• [EXERCISE BRIEF] A verbatim reproduction of the lines below, from the line containing "target | concrete fence" through the line containing "task | drop a marker on every instance of the pointed", both ends included, is the whole required output.

• [RECORDS FOR THIS TASK]
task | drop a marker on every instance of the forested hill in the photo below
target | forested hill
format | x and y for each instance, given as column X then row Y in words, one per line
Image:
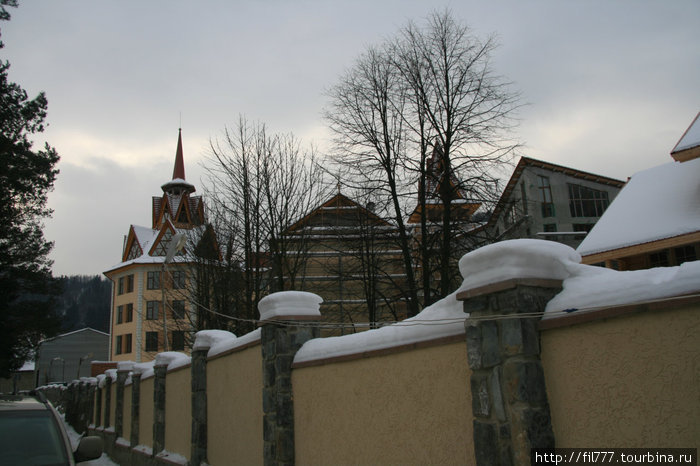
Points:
column 84, row 302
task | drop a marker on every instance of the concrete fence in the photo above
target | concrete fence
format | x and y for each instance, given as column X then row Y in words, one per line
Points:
column 480, row 378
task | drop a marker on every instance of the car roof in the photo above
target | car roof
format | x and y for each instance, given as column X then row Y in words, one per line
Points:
column 21, row 403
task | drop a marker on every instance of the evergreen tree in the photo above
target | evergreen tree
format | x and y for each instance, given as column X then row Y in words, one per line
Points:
column 26, row 177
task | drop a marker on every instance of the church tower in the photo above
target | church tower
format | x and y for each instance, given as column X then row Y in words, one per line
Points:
column 146, row 285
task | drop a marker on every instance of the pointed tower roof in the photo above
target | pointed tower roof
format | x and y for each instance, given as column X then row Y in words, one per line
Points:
column 179, row 169
column 178, row 185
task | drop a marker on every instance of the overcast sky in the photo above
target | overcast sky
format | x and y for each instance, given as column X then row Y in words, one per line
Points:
column 610, row 87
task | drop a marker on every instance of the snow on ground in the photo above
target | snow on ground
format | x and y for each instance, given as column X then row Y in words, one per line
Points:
column 103, row 460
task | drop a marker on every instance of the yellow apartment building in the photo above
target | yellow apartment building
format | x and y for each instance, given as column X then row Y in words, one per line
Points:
column 145, row 286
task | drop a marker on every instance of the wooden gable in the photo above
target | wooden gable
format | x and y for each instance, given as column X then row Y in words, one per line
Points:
column 132, row 248
column 162, row 241
column 339, row 211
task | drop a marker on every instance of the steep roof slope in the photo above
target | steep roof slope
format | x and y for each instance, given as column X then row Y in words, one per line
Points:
column 658, row 203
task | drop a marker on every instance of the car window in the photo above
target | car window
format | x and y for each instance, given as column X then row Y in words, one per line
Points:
column 31, row 438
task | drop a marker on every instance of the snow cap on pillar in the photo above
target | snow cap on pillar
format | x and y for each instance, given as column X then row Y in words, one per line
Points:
column 290, row 305
column 517, row 259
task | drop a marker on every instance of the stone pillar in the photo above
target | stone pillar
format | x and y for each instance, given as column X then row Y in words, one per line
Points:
column 283, row 333
column 135, row 408
column 98, row 405
column 108, row 400
column 509, row 397
column 159, row 408
column 122, row 374
column 198, row 448
column 91, row 401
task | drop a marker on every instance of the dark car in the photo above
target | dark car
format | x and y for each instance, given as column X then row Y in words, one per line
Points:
column 32, row 433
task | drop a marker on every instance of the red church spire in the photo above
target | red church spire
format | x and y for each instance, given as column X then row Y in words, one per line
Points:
column 179, row 170
column 178, row 185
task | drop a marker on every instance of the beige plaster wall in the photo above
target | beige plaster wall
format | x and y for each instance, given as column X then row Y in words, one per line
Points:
column 234, row 408
column 631, row 381
column 407, row 408
column 146, row 412
column 178, row 411
column 126, row 425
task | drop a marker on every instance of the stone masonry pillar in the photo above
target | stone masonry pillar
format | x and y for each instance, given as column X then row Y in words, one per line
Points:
column 108, row 400
column 123, row 369
column 135, row 407
column 159, row 407
column 98, row 405
column 509, row 397
column 282, row 334
column 198, row 448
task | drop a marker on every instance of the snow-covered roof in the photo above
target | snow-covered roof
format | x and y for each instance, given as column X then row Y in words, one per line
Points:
column 691, row 137
column 658, row 203
column 514, row 259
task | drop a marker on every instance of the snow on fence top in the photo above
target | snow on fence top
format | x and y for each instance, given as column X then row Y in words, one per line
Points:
column 519, row 258
column 590, row 287
column 172, row 359
column 125, row 365
column 584, row 286
column 220, row 341
column 290, row 304
column 144, row 368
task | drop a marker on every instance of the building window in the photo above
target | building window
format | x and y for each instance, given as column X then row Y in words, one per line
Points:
column 151, row 341
column 659, row 259
column 511, row 215
column 587, row 202
column 162, row 248
column 545, row 196
column 685, row 254
column 153, row 281
column 152, row 310
column 127, row 343
column 178, row 340
column 178, row 280
column 584, row 227
column 178, row 309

• [TASK OUTPUT]
target | concrete fence
format | x and y for each instance, given as column X then row Y in words, one per line
Points:
column 480, row 378
task | drop a marker on every instance of the car roof in the photo above
target | car roof
format | x and y for each instance, given as column X then row Y in words, one per line
Points:
column 21, row 403
task | drop a marker on every instance of the evergreen tree in the photo above
target | evergreen tree
format | x and y for each instance, given as column X then row Y in words, one per line
Points:
column 26, row 177
task | drop a marker on every instance of the church tower in the photo above
target | church tower
format | x and y for each instance, given as column X then row Y in words, one per line
Points:
column 146, row 285
task | drop a marker on every instance of the pointed tower roof in the photo above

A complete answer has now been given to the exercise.